= SUPPLIED MATERIAL =
· · · · ·
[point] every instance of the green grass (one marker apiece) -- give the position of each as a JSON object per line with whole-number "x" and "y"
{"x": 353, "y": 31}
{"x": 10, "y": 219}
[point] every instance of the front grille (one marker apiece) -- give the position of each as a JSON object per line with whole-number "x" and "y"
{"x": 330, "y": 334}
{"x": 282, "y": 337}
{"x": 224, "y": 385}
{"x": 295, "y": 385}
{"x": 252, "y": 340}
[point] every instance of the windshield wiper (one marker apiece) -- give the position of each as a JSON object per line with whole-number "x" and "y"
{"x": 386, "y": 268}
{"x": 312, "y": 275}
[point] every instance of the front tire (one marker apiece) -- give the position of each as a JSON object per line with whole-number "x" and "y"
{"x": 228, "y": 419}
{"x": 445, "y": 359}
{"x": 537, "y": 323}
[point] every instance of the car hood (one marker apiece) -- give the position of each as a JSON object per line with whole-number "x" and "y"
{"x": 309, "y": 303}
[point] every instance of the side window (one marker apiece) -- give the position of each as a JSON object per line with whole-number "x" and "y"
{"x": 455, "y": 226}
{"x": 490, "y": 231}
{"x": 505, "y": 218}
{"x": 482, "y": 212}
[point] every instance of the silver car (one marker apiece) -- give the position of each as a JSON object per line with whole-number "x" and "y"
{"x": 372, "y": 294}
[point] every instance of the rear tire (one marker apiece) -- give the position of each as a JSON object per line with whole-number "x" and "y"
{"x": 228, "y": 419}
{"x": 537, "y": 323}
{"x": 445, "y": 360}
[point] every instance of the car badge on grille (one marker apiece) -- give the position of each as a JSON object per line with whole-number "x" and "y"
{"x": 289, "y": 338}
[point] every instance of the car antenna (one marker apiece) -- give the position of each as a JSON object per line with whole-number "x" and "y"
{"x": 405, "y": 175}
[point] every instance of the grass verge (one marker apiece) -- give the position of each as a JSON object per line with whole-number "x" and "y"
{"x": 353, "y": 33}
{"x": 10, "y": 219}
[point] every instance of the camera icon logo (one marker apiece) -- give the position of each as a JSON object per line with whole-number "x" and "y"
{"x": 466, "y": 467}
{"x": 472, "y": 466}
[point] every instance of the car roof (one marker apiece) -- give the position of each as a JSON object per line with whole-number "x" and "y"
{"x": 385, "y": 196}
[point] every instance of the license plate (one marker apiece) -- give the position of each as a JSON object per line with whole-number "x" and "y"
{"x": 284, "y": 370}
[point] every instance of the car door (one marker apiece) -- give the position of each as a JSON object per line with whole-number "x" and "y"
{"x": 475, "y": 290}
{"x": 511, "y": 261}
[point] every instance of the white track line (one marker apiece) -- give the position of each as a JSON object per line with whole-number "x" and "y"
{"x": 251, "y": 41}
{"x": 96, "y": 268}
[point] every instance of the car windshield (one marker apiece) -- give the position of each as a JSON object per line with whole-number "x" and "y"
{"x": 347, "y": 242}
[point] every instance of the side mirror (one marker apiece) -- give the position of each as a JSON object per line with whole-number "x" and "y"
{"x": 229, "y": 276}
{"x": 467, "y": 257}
· · · · ·
= REQUIREMENTS =
Put everything from the line containing "[point] every instance of the white" down to the last line of the items above, both included, into a JSON list of strings with one string per line and blank lines left out.

= EXERCISE OUTPUT =
[
  "[point] every instance of the white track line (one marker apiece) -- give the position of each as a JSON object per line with whole-number \"x\" and \"y\"",
  "{\"x\": 251, \"y\": 41}",
  "{\"x\": 96, \"y\": 268}",
  "[point] every instance of the car windshield (one marker apiece) -- give the position of each as a JSON object per line with whole-number \"x\" and \"y\"",
  "{\"x\": 347, \"y\": 242}",
  "[point] every instance of the side mirror (one marker apiece) -- give the position of each as a JSON object per line with whole-number \"x\" and \"y\"",
  "{\"x\": 229, \"y\": 276}",
  "{\"x\": 467, \"y\": 257}"
]